→ Exercices:
- 1) Recopiez à l'identique le passage du texte sur l'équipement contre le froid qui commence par « C’est par la » et se poursuit jusqu'à « déperdition de chaleur. ».
- 2) Quelles sont les couches qui composent la tenue vestimentaire idéale selon le texte sur l'équipement contre le froid, et que comprend chacune d'elles ?

A titre individuel, il est indispensable de s’équiper efficacement.

Vêtements

Pour être en état de confort thermique, il convient de porter une quantité raisonnable de vêtements. Il s’agit d’avoir ni trop chaud ni trop froid.

De plus, vos vêtements doivent être adaptés à votre activité et ne pas vous gêner. Si vous devez travailler avec des gants, vous ne devez pas ressentir le besoin de les retirer pour faire correctement ou plus efficacement votre activité. Evitez de manipuler des produits froids à mains nues surtout si leur température est négative.

Il est dorénavant bien connu qu’il vaut mieux porter plusieurs couches de vêtements, qu’une seule très épaisse. La multiplication des couches permet d’emprisonner l’air chaud au contact de votre corps qui se trouve entre les couches de vêtements. Cela assure une meilleure protection que le vêtement lui-même. A l’idéal, la tenue vestimentaire la plus efficace est composée de trois couches :

  • la couche interne : les sous-vêtements. Isolante, elle doit éviter l’humidité de la peau pour la conserver sèche. Privilégiez les matières synthétiques, de type polyester ou polypropylène.
  • la couche moyenne : le pull et le pantalon. Evitez le coton qui a tendance à garder l’humidité et à perdre ses propriétés isolantes. Privilégiez plutôt la laine et là encore les fibres synthétiques qui retiennent la chaleur même humides.
  • la couche externe : le vêtement spécialisé isotherme (parka, anorak, pantalon imperméables)
Protection de la tête

C’est par la tête que s’évacue la majeure partie de la chaleur. Il convient donc de la protéger efficacement. Le port d’un bonnet ou d’un casque de sécurité avec doublure isolante permet d’empêcher la déperdition de chaleur.

[Données]
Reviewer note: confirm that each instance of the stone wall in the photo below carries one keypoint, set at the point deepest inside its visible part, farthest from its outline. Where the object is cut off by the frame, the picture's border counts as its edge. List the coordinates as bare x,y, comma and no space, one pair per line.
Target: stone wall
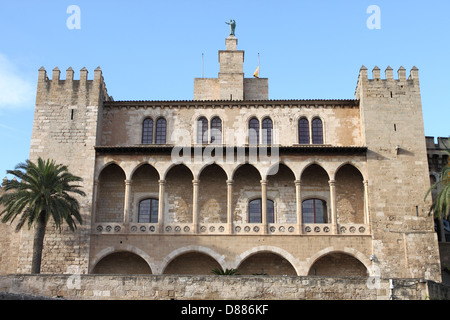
76,287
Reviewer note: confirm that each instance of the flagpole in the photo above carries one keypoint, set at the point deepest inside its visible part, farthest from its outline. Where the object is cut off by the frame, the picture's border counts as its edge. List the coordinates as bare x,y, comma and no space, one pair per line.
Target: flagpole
259,69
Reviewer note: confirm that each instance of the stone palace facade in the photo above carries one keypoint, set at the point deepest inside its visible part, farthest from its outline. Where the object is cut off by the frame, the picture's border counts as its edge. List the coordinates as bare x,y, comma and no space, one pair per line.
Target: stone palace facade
232,179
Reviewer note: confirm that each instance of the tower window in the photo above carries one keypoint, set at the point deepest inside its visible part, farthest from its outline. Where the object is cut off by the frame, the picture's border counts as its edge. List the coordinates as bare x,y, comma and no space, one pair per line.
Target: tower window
253,131
303,131
255,211
267,127
161,127
147,131
317,131
202,130
216,130
314,211
148,211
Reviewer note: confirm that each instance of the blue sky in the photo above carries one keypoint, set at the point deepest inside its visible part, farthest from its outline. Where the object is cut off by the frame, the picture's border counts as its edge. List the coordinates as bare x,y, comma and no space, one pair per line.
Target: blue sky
152,50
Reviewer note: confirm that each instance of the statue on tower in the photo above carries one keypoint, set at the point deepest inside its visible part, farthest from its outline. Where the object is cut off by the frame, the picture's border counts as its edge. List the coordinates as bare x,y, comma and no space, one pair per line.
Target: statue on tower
232,25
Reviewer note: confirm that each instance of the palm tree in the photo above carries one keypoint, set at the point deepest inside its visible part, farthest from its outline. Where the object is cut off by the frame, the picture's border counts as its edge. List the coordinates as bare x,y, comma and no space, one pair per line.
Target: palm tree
40,192
441,204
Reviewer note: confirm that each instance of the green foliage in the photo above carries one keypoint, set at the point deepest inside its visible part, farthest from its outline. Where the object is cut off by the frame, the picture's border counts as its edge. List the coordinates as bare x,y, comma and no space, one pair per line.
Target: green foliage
226,272
42,188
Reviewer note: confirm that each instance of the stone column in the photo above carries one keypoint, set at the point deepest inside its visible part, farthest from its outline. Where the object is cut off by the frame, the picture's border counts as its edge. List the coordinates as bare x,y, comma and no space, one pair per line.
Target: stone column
264,205
229,206
299,206
161,205
195,184
94,201
332,184
366,203
126,211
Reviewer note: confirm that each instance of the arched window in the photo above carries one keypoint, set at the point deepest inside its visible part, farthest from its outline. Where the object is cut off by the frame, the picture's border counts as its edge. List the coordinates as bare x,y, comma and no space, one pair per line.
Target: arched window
267,131
161,127
303,131
148,211
255,211
253,131
147,131
317,131
202,130
314,211
216,130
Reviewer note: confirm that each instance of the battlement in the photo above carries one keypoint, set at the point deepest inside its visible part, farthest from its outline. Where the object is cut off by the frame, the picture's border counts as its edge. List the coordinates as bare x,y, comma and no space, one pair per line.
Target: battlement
389,74
377,83
69,85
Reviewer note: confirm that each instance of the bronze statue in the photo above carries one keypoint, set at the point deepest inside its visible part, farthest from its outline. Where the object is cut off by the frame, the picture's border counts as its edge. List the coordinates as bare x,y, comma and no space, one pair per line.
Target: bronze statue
232,25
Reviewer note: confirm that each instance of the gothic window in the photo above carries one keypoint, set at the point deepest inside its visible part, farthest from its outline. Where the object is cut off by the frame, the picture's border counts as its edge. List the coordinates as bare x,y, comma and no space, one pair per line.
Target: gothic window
161,127
216,130
303,131
267,128
147,131
317,131
253,131
255,211
314,211
148,211
202,130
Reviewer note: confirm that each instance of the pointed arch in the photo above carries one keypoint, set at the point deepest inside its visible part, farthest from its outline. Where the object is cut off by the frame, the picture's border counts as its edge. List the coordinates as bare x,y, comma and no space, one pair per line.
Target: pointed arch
207,259
294,263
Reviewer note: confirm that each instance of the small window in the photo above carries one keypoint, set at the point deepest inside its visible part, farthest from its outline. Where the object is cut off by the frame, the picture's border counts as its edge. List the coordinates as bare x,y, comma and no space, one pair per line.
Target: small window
255,211
202,130
267,131
161,127
148,211
303,131
216,130
317,131
253,131
314,211
147,131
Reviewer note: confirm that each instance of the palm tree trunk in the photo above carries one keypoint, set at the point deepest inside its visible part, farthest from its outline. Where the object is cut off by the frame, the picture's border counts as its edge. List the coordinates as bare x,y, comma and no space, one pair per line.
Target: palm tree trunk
38,244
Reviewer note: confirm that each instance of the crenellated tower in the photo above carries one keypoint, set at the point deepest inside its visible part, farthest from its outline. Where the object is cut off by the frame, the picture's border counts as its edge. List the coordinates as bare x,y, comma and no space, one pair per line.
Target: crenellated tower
392,129
231,83
66,124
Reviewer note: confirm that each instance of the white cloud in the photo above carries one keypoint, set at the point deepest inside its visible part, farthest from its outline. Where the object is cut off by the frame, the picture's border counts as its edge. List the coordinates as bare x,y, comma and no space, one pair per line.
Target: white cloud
16,91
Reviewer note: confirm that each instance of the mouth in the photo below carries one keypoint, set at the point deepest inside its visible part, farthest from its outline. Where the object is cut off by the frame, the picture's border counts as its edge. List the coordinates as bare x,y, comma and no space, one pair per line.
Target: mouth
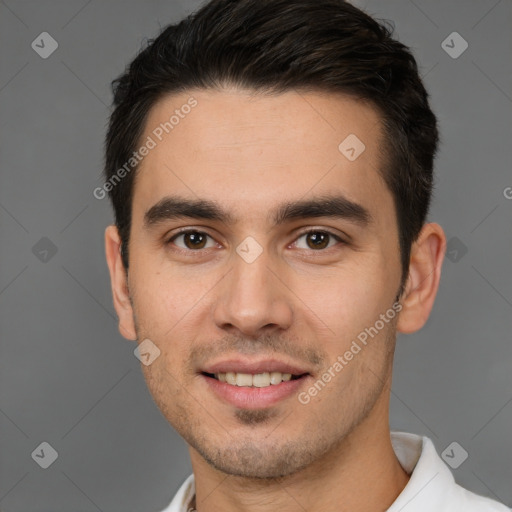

→ Corrigés détaillés:
- 1)
C’est par la tête que s’évacue la majeure partie de la chaleur. Il convient donc de la protéger efficacement. Le port d’un bonnet ou d’un casque de sécurité avec doublure isolante permet d’empêcher la déperdition de chaleur.

- 2)
- la couche interne : les sous-vêtements
- la couche moyenne : le pull et le pantalon
- la couche externe : le vêtement spécialisé isotherme (parka, anorak, pantalon imperméables)